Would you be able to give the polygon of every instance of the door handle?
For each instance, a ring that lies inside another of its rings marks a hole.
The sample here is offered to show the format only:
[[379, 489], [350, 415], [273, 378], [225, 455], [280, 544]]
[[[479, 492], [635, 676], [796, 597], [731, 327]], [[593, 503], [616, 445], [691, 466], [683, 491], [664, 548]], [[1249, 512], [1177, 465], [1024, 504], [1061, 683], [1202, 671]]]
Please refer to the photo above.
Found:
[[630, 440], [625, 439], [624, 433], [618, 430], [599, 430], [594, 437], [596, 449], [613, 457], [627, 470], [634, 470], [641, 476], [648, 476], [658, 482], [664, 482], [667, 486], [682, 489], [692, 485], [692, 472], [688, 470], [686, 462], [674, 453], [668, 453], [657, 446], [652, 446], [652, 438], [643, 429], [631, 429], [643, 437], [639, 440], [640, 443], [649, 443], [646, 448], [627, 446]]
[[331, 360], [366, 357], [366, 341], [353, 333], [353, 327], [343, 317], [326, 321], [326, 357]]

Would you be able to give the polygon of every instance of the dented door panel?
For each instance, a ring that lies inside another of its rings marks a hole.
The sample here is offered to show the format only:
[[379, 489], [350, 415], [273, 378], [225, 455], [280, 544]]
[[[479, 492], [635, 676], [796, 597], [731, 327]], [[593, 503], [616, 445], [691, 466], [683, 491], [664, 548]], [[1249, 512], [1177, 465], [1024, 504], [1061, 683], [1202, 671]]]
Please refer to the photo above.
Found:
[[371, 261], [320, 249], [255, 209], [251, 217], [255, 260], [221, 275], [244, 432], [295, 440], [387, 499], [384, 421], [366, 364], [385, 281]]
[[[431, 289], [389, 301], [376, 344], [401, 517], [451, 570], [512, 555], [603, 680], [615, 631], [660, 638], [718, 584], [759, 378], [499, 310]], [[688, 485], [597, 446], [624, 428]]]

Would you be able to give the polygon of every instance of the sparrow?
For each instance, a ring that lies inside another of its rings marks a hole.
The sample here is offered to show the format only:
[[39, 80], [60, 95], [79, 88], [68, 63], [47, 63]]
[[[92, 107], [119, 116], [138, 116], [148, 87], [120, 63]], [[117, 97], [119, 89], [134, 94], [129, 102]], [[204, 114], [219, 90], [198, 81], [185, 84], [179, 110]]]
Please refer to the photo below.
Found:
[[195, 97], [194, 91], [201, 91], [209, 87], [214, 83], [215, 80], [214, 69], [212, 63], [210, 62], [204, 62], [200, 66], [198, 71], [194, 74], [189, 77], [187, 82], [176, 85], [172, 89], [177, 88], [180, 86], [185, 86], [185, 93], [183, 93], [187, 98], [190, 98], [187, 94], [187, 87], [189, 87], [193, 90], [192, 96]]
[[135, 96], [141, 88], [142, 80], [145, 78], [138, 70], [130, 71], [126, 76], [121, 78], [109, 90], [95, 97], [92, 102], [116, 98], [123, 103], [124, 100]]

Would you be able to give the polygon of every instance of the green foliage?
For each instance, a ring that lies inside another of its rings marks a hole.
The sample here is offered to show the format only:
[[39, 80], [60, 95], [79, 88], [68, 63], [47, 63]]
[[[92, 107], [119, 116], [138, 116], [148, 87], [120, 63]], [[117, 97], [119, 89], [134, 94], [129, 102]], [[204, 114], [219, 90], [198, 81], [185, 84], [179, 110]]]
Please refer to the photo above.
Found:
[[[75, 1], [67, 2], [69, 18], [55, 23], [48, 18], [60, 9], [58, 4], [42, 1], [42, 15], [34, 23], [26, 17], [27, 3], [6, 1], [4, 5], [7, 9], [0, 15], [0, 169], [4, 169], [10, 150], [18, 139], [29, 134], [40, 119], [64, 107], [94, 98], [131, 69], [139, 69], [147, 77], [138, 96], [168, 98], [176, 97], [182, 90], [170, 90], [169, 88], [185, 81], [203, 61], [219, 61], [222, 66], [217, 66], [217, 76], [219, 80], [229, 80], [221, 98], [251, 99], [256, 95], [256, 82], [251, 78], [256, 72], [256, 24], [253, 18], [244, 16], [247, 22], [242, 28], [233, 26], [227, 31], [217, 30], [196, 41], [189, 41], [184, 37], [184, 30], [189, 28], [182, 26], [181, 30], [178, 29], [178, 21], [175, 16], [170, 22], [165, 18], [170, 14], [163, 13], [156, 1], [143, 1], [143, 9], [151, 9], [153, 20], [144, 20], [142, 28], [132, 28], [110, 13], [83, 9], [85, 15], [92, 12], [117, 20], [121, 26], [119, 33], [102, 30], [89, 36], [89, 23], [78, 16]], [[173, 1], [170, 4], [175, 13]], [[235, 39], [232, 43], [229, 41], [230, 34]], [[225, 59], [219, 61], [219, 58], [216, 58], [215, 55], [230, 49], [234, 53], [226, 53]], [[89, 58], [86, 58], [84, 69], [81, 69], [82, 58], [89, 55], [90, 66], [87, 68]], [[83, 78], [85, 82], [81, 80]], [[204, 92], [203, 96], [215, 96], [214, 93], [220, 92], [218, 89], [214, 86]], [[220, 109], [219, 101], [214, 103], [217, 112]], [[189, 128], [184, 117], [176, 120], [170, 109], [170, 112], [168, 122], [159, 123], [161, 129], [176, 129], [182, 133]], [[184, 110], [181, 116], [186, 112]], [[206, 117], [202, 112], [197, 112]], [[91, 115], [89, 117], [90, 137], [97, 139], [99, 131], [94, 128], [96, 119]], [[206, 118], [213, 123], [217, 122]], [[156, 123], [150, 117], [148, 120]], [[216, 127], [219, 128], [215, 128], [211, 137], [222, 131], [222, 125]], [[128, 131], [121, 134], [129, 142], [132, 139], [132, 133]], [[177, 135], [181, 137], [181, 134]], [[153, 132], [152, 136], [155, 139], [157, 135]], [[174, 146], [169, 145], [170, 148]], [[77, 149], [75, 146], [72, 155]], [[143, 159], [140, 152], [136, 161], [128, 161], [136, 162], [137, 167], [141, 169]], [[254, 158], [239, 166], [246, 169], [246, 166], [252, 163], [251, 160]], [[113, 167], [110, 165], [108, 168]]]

────────────────

**Task to complete:** Reproduce all of the entries above word for word, without altering a single character.

**Exercise output:**
Would you be able to give the polygon of every instance of the door handle?
For each instance, a ring that lies inside another of its rings marks a hole.
The sample here is offered to show the format only:
[[379, 489], [350, 415], [273, 378], [225, 455], [280, 544]]
[[[479, 492], [635, 676], [796, 597], [731, 327]], [[593, 503], [616, 445], [691, 466], [683, 491], [664, 548]], [[1249, 512], [1177, 465], [1024, 504], [1061, 683], [1202, 671]]]
Please refer to the photo above.
Found:
[[630, 440], [625, 439], [624, 433], [618, 430], [599, 430], [594, 437], [596, 449], [613, 457], [627, 470], [634, 470], [641, 476], [648, 476], [658, 482], [664, 482], [667, 486], [682, 489], [692, 485], [692, 472], [688, 470], [686, 462], [674, 453], [668, 453], [657, 446], [652, 446], [652, 438], [643, 429], [631, 429], [643, 437], [639, 440], [640, 443], [649, 443], [646, 448], [627, 446]]
[[331, 360], [366, 357], [366, 341], [353, 333], [353, 327], [343, 317], [326, 321], [326, 357]]

Would you be able to give the polygon of every instance of the dented door panel?
For each instance, a ring that lies inside another of its rings marks a hole.
The sample here is offered to show the format only:
[[379, 489], [350, 415], [273, 378], [225, 455], [280, 544]]
[[[479, 492], [635, 676], [796, 597], [731, 327]], [[593, 503], [616, 445], [691, 466], [683, 491], [664, 548]], [[1249, 512], [1177, 465], [1024, 504], [1061, 683], [1202, 671]]]
Please refer to the photo above.
Found:
[[371, 261], [320, 249], [255, 209], [251, 217], [255, 260], [221, 275], [244, 432], [295, 440], [387, 499], [384, 421], [366, 364], [385, 281]]
[[[431, 289], [389, 301], [376, 344], [401, 517], [451, 570], [512, 555], [603, 680], [615, 631], [660, 638], [718, 584], [759, 378], [499, 310]], [[688, 485], [597, 446], [624, 428]]]

Would you be able to give the polygon of every instance of the sparrow?
For each instance, a ring that lies inside another of its rings marks a hole.
The sample here is offered to show the format only:
[[39, 80], [60, 95], [79, 88], [68, 63], [47, 63]]
[[[92, 107], [119, 116], [138, 116], [148, 87], [120, 63]], [[117, 97], [119, 89], [134, 94], [129, 102]], [[204, 114], [219, 90], [198, 81], [185, 84], [179, 110]]]
Please refer to the photo below.
Found:
[[195, 97], [194, 91], [201, 91], [209, 87], [214, 83], [215, 80], [214, 69], [212, 63], [210, 62], [204, 62], [200, 66], [198, 71], [194, 74], [189, 77], [187, 82], [176, 85], [172, 89], [177, 88], [180, 86], [185, 86], [185, 93], [183, 93], [187, 98], [190, 98], [187, 94], [187, 87], [189, 87], [193, 90], [192, 96]]
[[135, 96], [141, 88], [142, 80], [145, 78], [138, 70], [130, 71], [126, 76], [121, 78], [109, 90], [95, 97], [92, 102], [116, 98], [123, 103], [124, 100]]

Would you be able to give the polygon of every instance of the green foliage?
For each instance, a ring that lies inside another of its rings marks a hole.
The sample here is offered to show the format only:
[[39, 80], [60, 95], [79, 88], [68, 63], [47, 63]]
[[[92, 107], [119, 116], [138, 116], [148, 87], [120, 63]], [[117, 97], [119, 89], [134, 94], [129, 102]], [[204, 114], [219, 90], [198, 81], [185, 84], [179, 110]]]
Please refer to the photo above.
Found:
[[[75, 1], [67, 2], [69, 18], [55, 23], [48, 18], [60, 9], [58, 4], [42, 1], [42, 15], [34, 23], [26, 17], [27, 3], [6, 1], [4, 5], [7, 9], [0, 15], [0, 169], [4, 169], [10, 150], [18, 139], [29, 134], [40, 119], [64, 107], [94, 98], [131, 69], [139, 69], [147, 77], [138, 96], [168, 98], [176, 97], [182, 90], [170, 90], [169, 88], [185, 81], [203, 61], [219, 61], [222, 66], [217, 66], [217, 76], [219, 80], [229, 80], [221, 98], [251, 99], [256, 95], [256, 82], [251, 78], [256, 72], [256, 24], [253, 18], [244, 16], [247, 22], [242, 28], [233, 26], [227, 31], [217, 30], [196, 41], [189, 41], [184, 37], [184, 30], [189, 28], [182, 26], [181, 30], [178, 29], [178, 21], [175, 16], [170, 22], [165, 18], [170, 14], [163, 13], [156, 1], [143, 1], [143, 9], [151, 9], [153, 20], [144, 20], [142, 28], [132, 28], [110, 13], [83, 9], [85, 15], [92, 12], [117, 20], [121, 26], [119, 33], [102, 30], [89, 36], [89, 23], [78, 16]], [[173, 1], [170, 4], [175, 13]], [[235, 39], [232, 43], [229, 41], [230, 34]], [[225, 59], [219, 61], [219, 58], [216, 58], [215, 55], [230, 49], [234, 53], [226, 53]], [[89, 58], [86, 58], [84, 69], [81, 69], [82, 58], [89, 55], [90, 66], [87, 68]], [[83, 78], [85, 82], [81, 80]], [[204, 92], [203, 96], [215, 96], [214, 93], [220, 92], [218, 89], [214, 86]], [[220, 109], [219, 101], [214, 103], [217, 112]], [[189, 128], [184, 117], [176, 120], [170, 109], [170, 112], [168, 122], [159, 123], [161, 129], [176, 129], [182, 133]], [[184, 110], [181, 116], [186, 112]], [[206, 117], [202, 112], [197, 112]], [[91, 115], [89, 117], [90, 137], [97, 139], [99, 131], [94, 128], [96, 119]], [[206, 118], [213, 123], [217, 122]], [[156, 123], [150, 117], [148, 120]], [[216, 127], [219, 128], [215, 128], [211, 137], [222, 131], [222, 125]], [[128, 131], [121, 134], [129, 142], [132, 139], [132, 133]], [[177, 135], [181, 137], [181, 134]], [[153, 132], [152, 136], [155, 139], [157, 135]], [[174, 146], [169, 145], [170, 148]], [[77, 149], [75, 146], [72, 155]], [[143, 159], [140, 152], [136, 161], [128, 161], [136, 162], [137, 167], [141, 169]], [[254, 158], [239, 166], [246, 169], [246, 166], [252, 163], [251, 160]], [[113, 167], [110, 165], [108, 168]]]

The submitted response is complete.